[PROBLEM DESCRIPTION]
Output the material beneath this task exactly, images excluded.

[DATASET ENTRIES]

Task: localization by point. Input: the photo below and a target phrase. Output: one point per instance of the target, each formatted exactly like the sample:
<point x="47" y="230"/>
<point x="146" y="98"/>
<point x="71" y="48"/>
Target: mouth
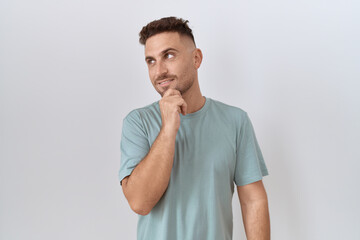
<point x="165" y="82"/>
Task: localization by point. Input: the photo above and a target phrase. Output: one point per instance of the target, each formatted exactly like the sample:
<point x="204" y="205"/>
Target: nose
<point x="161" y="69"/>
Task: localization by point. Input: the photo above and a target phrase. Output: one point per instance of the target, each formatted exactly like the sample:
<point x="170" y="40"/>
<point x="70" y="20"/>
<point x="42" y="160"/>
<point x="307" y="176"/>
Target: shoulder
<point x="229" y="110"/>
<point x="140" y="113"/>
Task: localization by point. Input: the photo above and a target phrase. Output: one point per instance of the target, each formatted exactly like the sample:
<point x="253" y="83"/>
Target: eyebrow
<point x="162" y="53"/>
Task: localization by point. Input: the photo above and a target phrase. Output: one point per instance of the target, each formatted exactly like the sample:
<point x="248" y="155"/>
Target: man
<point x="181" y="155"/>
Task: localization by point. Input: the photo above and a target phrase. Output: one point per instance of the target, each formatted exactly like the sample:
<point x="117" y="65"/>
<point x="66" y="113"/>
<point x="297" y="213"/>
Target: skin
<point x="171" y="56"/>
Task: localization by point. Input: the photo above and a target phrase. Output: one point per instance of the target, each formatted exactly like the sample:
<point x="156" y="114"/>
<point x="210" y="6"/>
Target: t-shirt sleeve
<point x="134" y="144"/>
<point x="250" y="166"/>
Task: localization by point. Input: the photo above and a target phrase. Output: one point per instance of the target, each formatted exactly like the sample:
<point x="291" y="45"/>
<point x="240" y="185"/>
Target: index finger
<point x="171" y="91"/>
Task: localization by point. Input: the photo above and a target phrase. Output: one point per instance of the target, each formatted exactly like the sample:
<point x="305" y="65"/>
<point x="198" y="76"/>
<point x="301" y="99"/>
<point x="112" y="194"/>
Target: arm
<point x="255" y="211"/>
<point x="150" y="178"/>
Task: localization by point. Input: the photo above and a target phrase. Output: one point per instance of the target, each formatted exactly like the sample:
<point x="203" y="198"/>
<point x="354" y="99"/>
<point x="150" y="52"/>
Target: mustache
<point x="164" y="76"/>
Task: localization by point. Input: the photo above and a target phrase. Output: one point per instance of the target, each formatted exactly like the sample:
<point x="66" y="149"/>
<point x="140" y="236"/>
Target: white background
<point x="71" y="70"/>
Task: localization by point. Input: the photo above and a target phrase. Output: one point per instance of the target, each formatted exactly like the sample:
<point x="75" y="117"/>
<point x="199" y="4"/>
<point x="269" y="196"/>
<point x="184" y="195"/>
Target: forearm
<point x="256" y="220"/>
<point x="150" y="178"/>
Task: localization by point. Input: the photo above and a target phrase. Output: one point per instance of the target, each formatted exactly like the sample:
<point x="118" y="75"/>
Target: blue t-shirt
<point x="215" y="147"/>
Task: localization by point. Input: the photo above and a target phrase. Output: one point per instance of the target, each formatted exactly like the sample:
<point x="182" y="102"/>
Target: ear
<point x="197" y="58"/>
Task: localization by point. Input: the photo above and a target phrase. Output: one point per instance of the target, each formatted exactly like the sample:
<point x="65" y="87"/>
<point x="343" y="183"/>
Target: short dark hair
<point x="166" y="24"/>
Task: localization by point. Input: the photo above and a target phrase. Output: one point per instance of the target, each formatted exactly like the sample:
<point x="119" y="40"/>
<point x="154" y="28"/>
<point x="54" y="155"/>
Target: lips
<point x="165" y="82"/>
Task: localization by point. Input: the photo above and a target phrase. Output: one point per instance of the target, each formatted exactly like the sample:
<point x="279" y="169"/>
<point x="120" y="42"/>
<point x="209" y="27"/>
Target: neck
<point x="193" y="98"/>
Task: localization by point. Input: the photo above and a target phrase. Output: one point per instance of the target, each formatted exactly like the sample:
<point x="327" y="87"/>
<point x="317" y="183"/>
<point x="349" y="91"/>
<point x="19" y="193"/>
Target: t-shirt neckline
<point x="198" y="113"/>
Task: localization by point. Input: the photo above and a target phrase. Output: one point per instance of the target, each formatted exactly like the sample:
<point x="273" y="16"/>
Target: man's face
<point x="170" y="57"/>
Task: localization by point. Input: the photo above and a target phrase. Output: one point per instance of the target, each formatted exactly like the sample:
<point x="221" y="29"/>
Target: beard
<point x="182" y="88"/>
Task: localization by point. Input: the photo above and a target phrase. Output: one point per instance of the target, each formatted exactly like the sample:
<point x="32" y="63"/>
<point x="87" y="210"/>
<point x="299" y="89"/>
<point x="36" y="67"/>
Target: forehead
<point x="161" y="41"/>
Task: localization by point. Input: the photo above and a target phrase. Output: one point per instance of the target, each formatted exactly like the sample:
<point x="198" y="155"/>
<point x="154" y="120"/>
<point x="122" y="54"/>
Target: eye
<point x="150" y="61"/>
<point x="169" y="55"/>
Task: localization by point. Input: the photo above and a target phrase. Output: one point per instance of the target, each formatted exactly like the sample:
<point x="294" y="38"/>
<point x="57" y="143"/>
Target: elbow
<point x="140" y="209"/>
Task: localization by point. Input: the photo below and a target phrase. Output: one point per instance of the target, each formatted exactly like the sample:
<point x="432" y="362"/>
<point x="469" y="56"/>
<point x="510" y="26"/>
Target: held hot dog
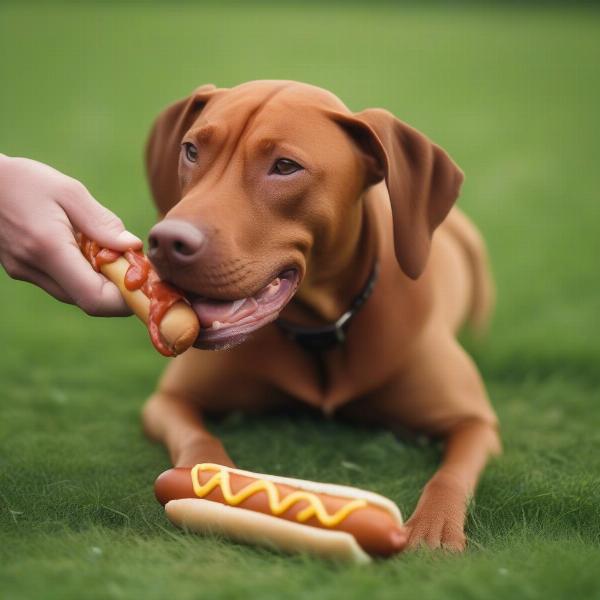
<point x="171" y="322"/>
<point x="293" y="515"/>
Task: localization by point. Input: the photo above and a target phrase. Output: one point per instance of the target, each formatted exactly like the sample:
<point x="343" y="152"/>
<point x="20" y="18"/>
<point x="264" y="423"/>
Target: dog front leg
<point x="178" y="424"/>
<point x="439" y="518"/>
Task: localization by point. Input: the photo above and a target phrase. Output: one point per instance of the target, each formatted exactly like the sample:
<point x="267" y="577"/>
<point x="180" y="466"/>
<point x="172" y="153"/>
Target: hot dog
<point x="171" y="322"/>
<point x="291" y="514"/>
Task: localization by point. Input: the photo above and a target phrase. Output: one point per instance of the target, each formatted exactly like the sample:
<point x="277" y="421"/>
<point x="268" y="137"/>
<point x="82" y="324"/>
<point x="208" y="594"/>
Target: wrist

[SOLUTION FOR THIS EXERCISE]
Task: localization by point. Input: the photo below and a target phrase. Output: one point per instance of the target, each formatted exactly like the sample:
<point x="47" y="230"/>
<point x="146" y="98"/>
<point x="71" y="48"/>
Target: mouth
<point x="165" y="82"/>
Task: localization by point. Input: the photo above and a target phrase. Output: one point per instance of the target, each formatted exactly like the sample:
<point x="204" y="205"/>
Target: nose
<point x="161" y="69"/>
Task: localization by point. Input: the photo above and a target phrase. Output: one point per instance of the target, each formatted exactly like the sample:
<point x="170" y="40"/>
<point x="70" y="20"/>
<point x="42" y="160"/>
<point x="307" y="176"/>
Target: shoulder
<point x="229" y="110"/>
<point x="140" y="113"/>
Task: localization by point. Input: the photo above and a target phrase. Output: one point per instance of the target, each formatted exactly like the sample:
<point x="253" y="83"/>
Target: eyebrow
<point x="162" y="53"/>
Task: localization by point. Input: the photo above and a target phrase. Output: one point per instance of the target, each formatted exactly like the sample:
<point x="248" y="155"/>
Target: man
<point x="181" y="155"/>
Task: localization by point. Input: the photo above and a target phrase. Output: one point per instance of the target, each formatted exactly like the sample:
<point x="117" y="65"/>
<point x="66" y="113"/>
<point x="297" y="213"/>
Target: skin
<point x="171" y="56"/>
Task: localization by point. Input: the photo above and a target phrase. Output: one point per instance of the target, each formatted exactly like the sample:
<point x="156" y="114"/>
<point x="210" y="6"/>
Target: t-shirt sleeve
<point x="134" y="144"/>
<point x="250" y="166"/>
Task: localization by point. Input: the photo above and a target phrase. Output: one point per instance of the target, each formatted exactly like the sample:
<point x="291" y="45"/>
<point x="240" y="185"/>
Target: index finger
<point x="171" y="91"/>
Task: localization by point. Input: the photo above and a target phrase. Output: one point per instance of the target, each formatted exactly like the sample:
<point x="305" y="65"/>
<point x="198" y="76"/>
<point x="301" y="99"/>
<point x="112" y="194"/>
Target: arm
<point x="255" y="211"/>
<point x="150" y="178"/>
Task: localization by point. Input: the photo above and a target phrase. Output: one point per instance of the target, each formatted exactly like the sample:
<point x="203" y="198"/>
<point x="354" y="99"/>
<point x="150" y="52"/>
Target: mustache
<point x="164" y="76"/>
Task: localization by point. Input: the photo above and a target phrase. Output: one point per instance of the target, each formatted exactly like the sample:
<point x="66" y="149"/>
<point x="140" y="236"/>
Target: white background
<point x="71" y="70"/>
Task: localization by point. Input: the photo above and a target phrase. Output: one point per instance of the target, each formatted exactly like the sample:
<point x="75" y="117"/>
<point x="199" y="4"/>
<point x="269" y="196"/>
<point x="184" y="195"/>
Target: forearm
<point x="256" y="220"/>
<point x="150" y="178"/>
Task: localization by point. Input: the photo above and a target phrase. Output: one point per instance of the target, each formatted exactly like the sample:
<point x="118" y="75"/>
Target: blue t-shirt
<point x="215" y="147"/>
Task: localization by point. Input: the photo above and a target phrase. Output: one point per instance of the target, each formatted exactly like the sample:
<point x="182" y="102"/>
Target: ear
<point x="197" y="58"/>
Task: localization by point. Input: the photo above and a target phrase. Output: one point per instance of the target, each formatted exactly like the sample:
<point x="65" y="87"/>
<point x="343" y="183"/>
Target: short dark hair
<point x="166" y="24"/>
Task: localization by point. Input: the photo above and a target phrase. Output: one point per instance of the target, each formatted exactly like the sample:
<point x="119" y="40"/>
<point x="154" y="28"/>
<point x="54" y="155"/>
Target: lips
<point x="165" y="82"/>
Task: localization by point. Input: the photo above and a target phrase. Output: one point per instance of the target, each formatted exactly like the sample:
<point x="279" y="169"/>
<point x="120" y="42"/>
<point x="209" y="27"/>
Target: neck
<point x="193" y="98"/>
Task: localization by point. Input: the photo above and a target phrase. Output: one point per instance of the target, each formatted exactly like the sample:
<point x="327" y="87"/>
<point x="317" y="183"/>
<point x="349" y="91"/>
<point x="19" y="193"/>
Target: t-shirt neckline
<point x="198" y="113"/>
Task: localization by point. Input: the photo above and a target phrase. Output: one point per instance of the target, each formatted exactly like the sample:
<point x="273" y="16"/>
Target: man's face
<point x="170" y="57"/>
Task: localization by point. Input: the photo above and a target phrase. Output: one point per instance of the target, each formatted exactly like the sample:
<point x="221" y="29"/>
Target: beard
<point x="182" y="88"/>
Task: localization by point. Input: the photo above and a target phrase. Output: one point per instance of the target, each formatted exactly like the sample:
<point x="32" y="63"/>
<point x="87" y="210"/>
<point x="299" y="89"/>
<point x="36" y="67"/>
Target: forehead
<point x="161" y="41"/>
Task: localization by point. Input: the photo above and a target phrase. Output: one point per instance of the target, each formatted exactly like the sample:
<point x="198" y="155"/>
<point x="154" y="120"/>
<point x="122" y="54"/>
Target: eye
<point x="150" y="61"/>
<point x="169" y="55"/>
Task: localization by point. Input: the photo above and a target phrase. Output: one point per instance of the target, each formatted exactly like the sample:
<point x="294" y="38"/>
<point x="57" y="143"/>
Target: elbow
<point x="140" y="209"/>
Task: localization by point. Input: the photo below and a target phrase. Output: one point per instance of the target, each formatted exactly like the sample:
<point x="432" y="362"/>
<point x="469" y="56"/>
<point x="510" y="26"/>
Target: held hot dog
<point x="171" y="322"/>
<point x="293" y="515"/>
Task: localization by point. Input: the photo above and a target phrase. Output: one point per instance of the target, each formatted exactly like the sample:
<point x="343" y="152"/>
<point x="20" y="18"/>
<point x="264" y="423"/>
Target: dog front leg
<point x="178" y="424"/>
<point x="439" y="518"/>
Task: localization by point. Input: the photo above and a target phrase. Output: one point per instance of the target, each formatted exactly like the sample:
<point x="267" y="577"/>
<point x="180" y="466"/>
<point x="172" y="153"/>
Target: hot dog
<point x="171" y="322"/>
<point x="291" y="514"/>
Task: localization by point. Input: the photo above and a target phrase. Output: one point per instance of the target, each formatted exactly like the sample:
<point x="277" y="421"/>
<point x="268" y="137"/>
<point x="82" y="324"/>
<point x="208" y="594"/>
Target: wrist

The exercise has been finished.